Do que fica dito resulta que da orientação uniformizadora da nossa administração colonial derivou um incontestável retrocesso para Cabo Verde, que assim é vítima do que nos podemos chamar uma assimilação regressiva.
Que pena, Sr. Presidente, não nos confinarmos à observação e à experiência dos que viveram no ultramar e não conseguirmos resistir à tentação de imitar o estrangeiro ou de experimentar inovações!

Vozes: - Muito bem!

O Orador: - Já no relatório de António Enes se dizia:

Deixemo-nos de uniformidades e simetrias. O vício fundamental da nossa legislação ultramarina é ser em parte a do reino em parte uma imitação ou um simples arreglo dessa, quando, pelo contrário, devia variar não só do reino para o ultramar, senão também de província para província do ultramar, considerando também as variações naturais de toda a espécie que se dão dentro da mesma província.

E, todavia, a uniformização intensificou-se.
Voltando ao caso de Cabo Verde:
Importa considerar que ali não encontramos o traço característico do ambiente colonial: a existência de duas populações distintas que se enfrentam e a que se devam aplicar estatutos pessoais diferentes.

▶ INSTRUÇÃO ESCRITA A
Selecione e copie, por favor, todas as linhas abaixo em que aparece a palavra "bicycle".
O excerto sobre Cabo Verde não tem qualquer relação com as linhas que se seguem.

▶ LISTAGEM
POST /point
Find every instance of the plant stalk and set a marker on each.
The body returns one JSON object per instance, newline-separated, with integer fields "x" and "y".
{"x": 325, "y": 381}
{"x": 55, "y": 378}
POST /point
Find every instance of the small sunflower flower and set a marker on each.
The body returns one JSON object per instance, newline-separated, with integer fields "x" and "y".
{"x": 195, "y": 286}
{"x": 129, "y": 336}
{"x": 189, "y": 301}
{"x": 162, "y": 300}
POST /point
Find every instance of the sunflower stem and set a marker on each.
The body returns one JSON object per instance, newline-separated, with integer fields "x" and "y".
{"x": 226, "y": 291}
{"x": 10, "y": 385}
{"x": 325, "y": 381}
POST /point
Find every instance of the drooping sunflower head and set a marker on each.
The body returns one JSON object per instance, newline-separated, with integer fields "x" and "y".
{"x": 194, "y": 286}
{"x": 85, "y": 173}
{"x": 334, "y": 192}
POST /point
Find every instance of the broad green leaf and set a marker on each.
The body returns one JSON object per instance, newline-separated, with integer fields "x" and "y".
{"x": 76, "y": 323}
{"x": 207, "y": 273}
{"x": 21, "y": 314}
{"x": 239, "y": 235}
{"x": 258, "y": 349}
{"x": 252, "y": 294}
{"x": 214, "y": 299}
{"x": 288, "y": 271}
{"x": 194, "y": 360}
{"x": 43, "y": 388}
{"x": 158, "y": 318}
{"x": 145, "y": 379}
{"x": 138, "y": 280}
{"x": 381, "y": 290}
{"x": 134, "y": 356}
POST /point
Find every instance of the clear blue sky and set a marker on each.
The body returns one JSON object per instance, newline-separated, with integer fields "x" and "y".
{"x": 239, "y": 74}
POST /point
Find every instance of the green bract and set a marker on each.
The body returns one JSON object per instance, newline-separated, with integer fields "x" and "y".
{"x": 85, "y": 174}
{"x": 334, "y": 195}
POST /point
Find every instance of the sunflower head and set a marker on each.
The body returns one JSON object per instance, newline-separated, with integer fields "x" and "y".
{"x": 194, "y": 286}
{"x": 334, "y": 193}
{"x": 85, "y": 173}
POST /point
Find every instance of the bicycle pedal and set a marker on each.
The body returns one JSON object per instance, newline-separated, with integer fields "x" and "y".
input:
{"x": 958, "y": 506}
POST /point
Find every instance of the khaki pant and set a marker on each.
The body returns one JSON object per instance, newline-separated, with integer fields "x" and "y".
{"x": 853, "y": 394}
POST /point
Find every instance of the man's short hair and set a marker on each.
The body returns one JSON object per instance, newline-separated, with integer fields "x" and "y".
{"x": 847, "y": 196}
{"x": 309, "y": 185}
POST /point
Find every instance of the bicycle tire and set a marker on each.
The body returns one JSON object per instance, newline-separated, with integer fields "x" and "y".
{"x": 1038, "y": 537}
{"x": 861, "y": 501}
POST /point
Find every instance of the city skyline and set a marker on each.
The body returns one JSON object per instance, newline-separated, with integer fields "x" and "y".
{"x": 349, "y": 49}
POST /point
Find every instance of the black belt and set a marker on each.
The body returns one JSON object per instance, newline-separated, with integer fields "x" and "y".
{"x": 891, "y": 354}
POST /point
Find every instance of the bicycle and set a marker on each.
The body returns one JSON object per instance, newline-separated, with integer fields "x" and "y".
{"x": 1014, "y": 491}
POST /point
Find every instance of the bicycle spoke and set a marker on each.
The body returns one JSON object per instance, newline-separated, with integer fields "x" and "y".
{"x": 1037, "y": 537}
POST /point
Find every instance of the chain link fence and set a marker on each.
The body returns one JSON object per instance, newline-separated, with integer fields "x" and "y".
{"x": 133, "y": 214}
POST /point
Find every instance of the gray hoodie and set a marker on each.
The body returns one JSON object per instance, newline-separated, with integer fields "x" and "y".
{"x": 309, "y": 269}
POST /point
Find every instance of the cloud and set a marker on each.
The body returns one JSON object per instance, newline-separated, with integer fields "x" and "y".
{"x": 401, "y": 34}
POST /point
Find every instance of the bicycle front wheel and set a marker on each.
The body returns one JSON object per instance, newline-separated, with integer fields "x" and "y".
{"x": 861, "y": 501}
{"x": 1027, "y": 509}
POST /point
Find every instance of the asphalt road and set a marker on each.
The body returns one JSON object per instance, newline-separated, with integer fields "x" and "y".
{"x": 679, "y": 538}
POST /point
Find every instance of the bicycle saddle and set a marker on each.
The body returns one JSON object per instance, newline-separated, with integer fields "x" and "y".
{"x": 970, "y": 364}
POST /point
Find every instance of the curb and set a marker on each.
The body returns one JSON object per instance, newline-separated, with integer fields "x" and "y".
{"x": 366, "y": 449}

▶ INSTRUÇÃO ESCRITA B
Escreva a continuação do excerto sobre Cabo Verde, começando logo após a última frase apresentada.

▶ RESPOSTA ESCRITA A
Find every instance of the bicycle pedal and set a marker on each.
Find every instance of the bicycle tire and set a marker on each.
Find every instance of the bicycle and set a marker on each.
Find every instance of the bicycle spoke and set a marker on each.
Find every instance of the bicycle front wheel and set a marker on each.
Find every instance of the bicycle saddle and set a marker on each.

▶ RESPOSTA ESCRITA B
A Câmara Corporativa, reconhecendo-o, afirma que o arquipélago se pode considerar colonizado. Chegou ao termo previsto na assimilação, pelo que deve deixar de ser considerado colónia.
Cabo Verde é, como a Reunião, uma colónia muito semelhante às do tipo antigo, fundada por elementos metropolitanos que se estabeleceram em território não habitado.
É certo que na formação da sociedade caboverdiana interveio também um outro elemento - o africano.
Mas, se considerarmos que o elemento africano apareceu posteriormente, trazido pelo europeu para uma terra estranha, onde passou a viver com ele, em contacto permanente, e nunca se manteve em grupo à parte, antes se diluiu no seio das diferentes famílias europeias, não nos custará a compreender que nenhuma resistência ele poderia opor à assimilação dos hábitos e da civilização dos europeus e que logo os tivesse adoptado.
Diz o parecer que em Cabo Verde existe uma considerável população negra que, embora não seja indígena, também se não pode dizer civilizada.
Pondo de lado a cor, que supomos não ser de considerar, diremos que o que existe em Cabo Verde é precisamente o mesmo que aqui, no continente, se encontra em alguns pontos: não falta de civilização, mas miséria pura e simples; famílias que vivem em furnas ou cavernas, sem roupa e sem pão, no maior primitivismo.
Há que atender ao facto apenas para o remediar, e não para dele concluir a necessidade de um sistema diferenciado de administração.
Apoiados.
Também não é exacto dizer-se que existem em Cabo Verde três grupos étnicos, o que poderia levar à ideia, falsa, da ausência de uma população possuidora de um teor uniforme de civilização e à consequente necessidade de um estatuto que atendesse à diversidade existente.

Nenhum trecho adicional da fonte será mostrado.